*À faire*:
**A)** Dans l'extrait choisi, quel est le numéro du procès-verbal par lequel l'enquêteur mandaté a clos ses travaux ?
**B)** Relevez dans l'extrait choisi le passage qui commence aux mots « Le procureur de » et s'arrête après « présent procès. », sans rien y changer.
**C)** Dans l'extrait choisi, quels actes sont énumérés juste après les mots « en procédant aux » ?

*Extrait choisi*:
· · · · · · ·
Le procureur de la république a ordonné alors de mener l’enquête et ainsi a été
rédigé le procès verbal qui a servi de fondement à l’ouverture de l’enquête et au
présent procès.
Attendu que Monsieur
le juge d’instruction du premier bureau du tribunal de première instance a
chargé par commission rogatoire le chef de la brigade de la police judiciaire
de mener l’enquête en interrogeant les inculpés, en écoutant les témoins et
tous ceux qui doivent être entendus, en procédant aux confrontations, réquisitions,
constats, perquisitions et toutes saisies nécessaires à l’établissement des
faits, en suivant de près ce qui pourrait en résulter sur le plan de l’enquête,
et en maintenant l’inculpé Jaber Mejri en état de détention conformément à
l’article 57 du Code de procédure pénale, en réexaminant la situation de Ghazi
Béji, et en suivant de près tout ce qui est susceptible d’être dévoilé par
l’enquête à la lumière des investigations. L’enquêteur mandaté a clos ses travaux
par le procès verbal n°186 daté du 09/03/2012 qui a été transmis avec ce qui a
été saisi le 12 mars 2012 à l’instruction.
· · · · · · ·
*Données affichées*:
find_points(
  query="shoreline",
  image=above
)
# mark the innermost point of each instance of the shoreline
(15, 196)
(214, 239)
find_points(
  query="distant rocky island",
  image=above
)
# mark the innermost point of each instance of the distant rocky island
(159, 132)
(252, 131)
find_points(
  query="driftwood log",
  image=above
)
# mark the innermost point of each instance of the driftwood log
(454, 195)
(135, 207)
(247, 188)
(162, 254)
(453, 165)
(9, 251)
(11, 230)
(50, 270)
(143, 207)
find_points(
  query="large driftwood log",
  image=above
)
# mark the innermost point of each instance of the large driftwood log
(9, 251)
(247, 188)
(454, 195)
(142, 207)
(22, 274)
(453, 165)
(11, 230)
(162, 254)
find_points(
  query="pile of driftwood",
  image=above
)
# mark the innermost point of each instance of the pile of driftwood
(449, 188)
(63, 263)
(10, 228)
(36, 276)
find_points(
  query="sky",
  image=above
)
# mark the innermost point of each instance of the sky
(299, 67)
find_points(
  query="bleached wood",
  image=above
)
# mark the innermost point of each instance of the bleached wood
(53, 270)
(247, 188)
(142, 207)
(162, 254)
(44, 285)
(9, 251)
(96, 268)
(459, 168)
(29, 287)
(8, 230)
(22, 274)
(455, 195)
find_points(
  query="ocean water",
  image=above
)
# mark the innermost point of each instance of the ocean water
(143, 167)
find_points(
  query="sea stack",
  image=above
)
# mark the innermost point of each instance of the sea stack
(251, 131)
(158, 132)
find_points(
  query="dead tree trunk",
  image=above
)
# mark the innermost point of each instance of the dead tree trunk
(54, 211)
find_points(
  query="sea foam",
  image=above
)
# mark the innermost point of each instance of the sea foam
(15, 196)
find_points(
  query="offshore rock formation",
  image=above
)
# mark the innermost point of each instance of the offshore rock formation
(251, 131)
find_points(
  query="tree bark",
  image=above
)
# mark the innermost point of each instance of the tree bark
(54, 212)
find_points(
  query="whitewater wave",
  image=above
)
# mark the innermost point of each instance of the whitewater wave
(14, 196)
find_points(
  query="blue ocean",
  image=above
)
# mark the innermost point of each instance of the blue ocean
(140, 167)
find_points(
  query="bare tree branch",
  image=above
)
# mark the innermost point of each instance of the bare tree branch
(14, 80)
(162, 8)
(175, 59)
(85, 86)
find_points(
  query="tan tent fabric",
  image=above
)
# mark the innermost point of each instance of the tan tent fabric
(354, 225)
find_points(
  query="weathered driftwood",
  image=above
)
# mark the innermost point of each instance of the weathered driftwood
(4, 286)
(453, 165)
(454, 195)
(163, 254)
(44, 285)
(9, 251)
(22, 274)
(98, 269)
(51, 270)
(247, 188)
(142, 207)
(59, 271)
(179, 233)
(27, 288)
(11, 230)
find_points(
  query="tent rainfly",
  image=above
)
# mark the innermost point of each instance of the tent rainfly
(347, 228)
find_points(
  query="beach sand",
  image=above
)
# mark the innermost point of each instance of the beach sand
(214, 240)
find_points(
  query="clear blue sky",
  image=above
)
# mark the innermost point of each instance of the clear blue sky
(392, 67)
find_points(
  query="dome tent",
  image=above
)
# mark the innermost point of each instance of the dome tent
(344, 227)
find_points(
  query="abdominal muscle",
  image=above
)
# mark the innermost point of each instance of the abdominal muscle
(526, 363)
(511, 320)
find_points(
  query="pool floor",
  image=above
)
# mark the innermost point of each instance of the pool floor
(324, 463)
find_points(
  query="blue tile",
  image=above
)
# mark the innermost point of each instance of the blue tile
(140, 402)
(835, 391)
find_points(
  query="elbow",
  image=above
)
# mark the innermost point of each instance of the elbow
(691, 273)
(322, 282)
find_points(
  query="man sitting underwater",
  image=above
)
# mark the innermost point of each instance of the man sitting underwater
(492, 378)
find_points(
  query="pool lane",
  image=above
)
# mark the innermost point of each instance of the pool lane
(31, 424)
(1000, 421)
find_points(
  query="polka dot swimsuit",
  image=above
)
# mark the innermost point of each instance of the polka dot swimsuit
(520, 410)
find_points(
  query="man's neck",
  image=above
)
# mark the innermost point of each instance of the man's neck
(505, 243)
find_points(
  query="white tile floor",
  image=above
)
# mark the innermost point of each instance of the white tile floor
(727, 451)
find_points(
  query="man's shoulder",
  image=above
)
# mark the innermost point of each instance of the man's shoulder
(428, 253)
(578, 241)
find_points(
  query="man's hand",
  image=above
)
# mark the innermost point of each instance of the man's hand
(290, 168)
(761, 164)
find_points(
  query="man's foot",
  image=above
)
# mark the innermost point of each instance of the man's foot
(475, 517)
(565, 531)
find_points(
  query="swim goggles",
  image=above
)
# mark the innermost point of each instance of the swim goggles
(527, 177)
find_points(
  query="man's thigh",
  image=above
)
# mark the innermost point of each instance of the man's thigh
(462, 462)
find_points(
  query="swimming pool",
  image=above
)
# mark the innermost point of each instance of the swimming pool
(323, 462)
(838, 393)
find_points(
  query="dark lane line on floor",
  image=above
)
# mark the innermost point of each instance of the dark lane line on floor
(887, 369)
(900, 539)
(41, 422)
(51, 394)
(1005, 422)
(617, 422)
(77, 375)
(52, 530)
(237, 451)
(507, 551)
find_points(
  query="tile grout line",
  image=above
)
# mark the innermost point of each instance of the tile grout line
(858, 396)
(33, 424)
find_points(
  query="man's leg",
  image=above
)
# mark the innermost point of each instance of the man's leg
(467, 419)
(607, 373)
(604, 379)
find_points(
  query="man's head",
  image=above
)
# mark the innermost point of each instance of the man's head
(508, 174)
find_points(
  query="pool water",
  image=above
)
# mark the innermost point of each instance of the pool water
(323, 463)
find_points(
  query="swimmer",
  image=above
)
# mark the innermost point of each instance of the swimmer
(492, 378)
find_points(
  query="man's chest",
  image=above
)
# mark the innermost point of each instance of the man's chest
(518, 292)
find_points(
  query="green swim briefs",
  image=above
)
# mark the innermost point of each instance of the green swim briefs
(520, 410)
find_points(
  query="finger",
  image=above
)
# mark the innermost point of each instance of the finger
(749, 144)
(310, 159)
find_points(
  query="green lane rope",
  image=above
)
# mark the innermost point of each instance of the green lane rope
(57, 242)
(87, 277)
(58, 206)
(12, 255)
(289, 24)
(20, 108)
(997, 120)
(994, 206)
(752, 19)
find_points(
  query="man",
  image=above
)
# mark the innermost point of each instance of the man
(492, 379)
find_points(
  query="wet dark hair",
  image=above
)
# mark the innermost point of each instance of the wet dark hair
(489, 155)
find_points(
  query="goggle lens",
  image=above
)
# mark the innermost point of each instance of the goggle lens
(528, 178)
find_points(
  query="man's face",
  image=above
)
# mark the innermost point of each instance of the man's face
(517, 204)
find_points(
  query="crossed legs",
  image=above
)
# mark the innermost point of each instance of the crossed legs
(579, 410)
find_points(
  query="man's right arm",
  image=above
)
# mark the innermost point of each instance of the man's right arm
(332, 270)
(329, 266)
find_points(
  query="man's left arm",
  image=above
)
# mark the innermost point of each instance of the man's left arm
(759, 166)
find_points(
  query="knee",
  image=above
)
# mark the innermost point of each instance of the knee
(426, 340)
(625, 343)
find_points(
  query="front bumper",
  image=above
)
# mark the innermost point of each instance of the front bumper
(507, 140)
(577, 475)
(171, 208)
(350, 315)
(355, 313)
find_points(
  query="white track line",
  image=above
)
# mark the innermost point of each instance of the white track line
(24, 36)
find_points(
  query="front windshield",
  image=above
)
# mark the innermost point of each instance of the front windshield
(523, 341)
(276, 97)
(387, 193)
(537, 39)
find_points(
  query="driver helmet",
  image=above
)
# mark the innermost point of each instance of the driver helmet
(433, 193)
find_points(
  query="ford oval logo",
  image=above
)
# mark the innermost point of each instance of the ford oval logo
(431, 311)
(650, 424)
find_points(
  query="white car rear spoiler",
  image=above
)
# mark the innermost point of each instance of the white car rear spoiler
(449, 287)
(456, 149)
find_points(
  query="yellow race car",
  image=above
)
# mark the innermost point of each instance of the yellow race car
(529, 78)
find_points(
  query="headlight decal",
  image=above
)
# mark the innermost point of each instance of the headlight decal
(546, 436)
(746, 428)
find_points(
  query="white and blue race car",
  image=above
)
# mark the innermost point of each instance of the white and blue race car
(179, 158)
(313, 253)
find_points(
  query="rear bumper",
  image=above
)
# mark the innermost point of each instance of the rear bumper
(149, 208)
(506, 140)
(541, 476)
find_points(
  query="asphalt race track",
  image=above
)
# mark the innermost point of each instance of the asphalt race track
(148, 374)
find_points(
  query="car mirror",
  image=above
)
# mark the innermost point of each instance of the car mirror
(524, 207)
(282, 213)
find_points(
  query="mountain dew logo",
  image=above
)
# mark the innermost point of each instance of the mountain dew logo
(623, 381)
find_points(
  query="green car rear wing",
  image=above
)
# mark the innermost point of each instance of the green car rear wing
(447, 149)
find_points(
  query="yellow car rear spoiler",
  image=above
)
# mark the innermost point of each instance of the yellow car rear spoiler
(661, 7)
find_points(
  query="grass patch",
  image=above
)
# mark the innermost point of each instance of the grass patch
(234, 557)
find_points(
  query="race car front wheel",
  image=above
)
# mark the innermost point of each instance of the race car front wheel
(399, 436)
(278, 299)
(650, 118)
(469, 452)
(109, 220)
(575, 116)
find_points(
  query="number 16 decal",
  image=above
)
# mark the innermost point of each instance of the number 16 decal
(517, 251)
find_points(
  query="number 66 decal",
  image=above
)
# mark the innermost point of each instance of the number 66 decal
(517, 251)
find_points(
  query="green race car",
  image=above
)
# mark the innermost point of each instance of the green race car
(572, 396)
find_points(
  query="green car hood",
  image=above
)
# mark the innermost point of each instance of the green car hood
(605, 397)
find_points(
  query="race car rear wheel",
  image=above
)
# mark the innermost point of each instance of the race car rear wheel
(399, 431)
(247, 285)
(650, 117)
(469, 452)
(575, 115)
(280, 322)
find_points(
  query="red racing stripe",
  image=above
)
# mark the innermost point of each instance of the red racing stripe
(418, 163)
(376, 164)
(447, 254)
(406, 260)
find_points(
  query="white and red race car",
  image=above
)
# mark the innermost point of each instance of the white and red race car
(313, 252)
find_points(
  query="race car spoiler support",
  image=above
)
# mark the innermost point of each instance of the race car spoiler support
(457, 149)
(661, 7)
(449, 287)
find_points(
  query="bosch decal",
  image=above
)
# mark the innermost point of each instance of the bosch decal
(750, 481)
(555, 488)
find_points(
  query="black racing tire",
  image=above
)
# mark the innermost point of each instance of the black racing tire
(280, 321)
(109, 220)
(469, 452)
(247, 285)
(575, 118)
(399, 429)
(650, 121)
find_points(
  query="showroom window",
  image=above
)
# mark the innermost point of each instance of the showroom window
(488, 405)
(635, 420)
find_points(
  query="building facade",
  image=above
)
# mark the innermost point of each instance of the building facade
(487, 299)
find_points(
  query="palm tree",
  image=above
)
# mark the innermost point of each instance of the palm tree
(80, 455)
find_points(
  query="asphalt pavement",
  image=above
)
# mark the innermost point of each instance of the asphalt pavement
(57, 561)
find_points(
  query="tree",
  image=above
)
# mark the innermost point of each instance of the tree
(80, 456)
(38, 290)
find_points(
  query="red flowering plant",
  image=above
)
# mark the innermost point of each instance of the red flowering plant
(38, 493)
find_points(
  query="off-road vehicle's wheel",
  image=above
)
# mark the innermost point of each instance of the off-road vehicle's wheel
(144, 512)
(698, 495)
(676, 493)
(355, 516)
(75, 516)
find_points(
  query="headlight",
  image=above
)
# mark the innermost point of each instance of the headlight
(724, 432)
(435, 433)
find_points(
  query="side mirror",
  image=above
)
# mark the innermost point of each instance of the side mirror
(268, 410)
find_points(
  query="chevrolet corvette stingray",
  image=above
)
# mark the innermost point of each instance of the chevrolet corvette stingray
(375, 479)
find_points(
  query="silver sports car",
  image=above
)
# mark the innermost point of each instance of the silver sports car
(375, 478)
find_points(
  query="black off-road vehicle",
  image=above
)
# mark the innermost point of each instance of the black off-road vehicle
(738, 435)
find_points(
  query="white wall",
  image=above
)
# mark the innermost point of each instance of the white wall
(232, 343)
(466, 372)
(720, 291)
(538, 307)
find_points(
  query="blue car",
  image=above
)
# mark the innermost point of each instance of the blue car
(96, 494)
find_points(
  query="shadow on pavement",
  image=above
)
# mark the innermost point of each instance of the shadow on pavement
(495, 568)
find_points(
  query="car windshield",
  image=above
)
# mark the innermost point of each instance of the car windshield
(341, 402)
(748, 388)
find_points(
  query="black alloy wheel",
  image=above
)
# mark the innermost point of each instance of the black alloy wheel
· · · · · · ·
*Corrigé des exercices*:
**A)** Le procès-verbal n°186.

**B)**
Le procureur de la république a ordonné alors de mener l’enquête et ainsi a été
rédigé le procès verbal qui a servi de fondement à l’ouverture de l’enquête et au
présent procès.

**C)** Les confrontations, les réquisitions, les constats, les perquisitions et toutes saisies nécessaires.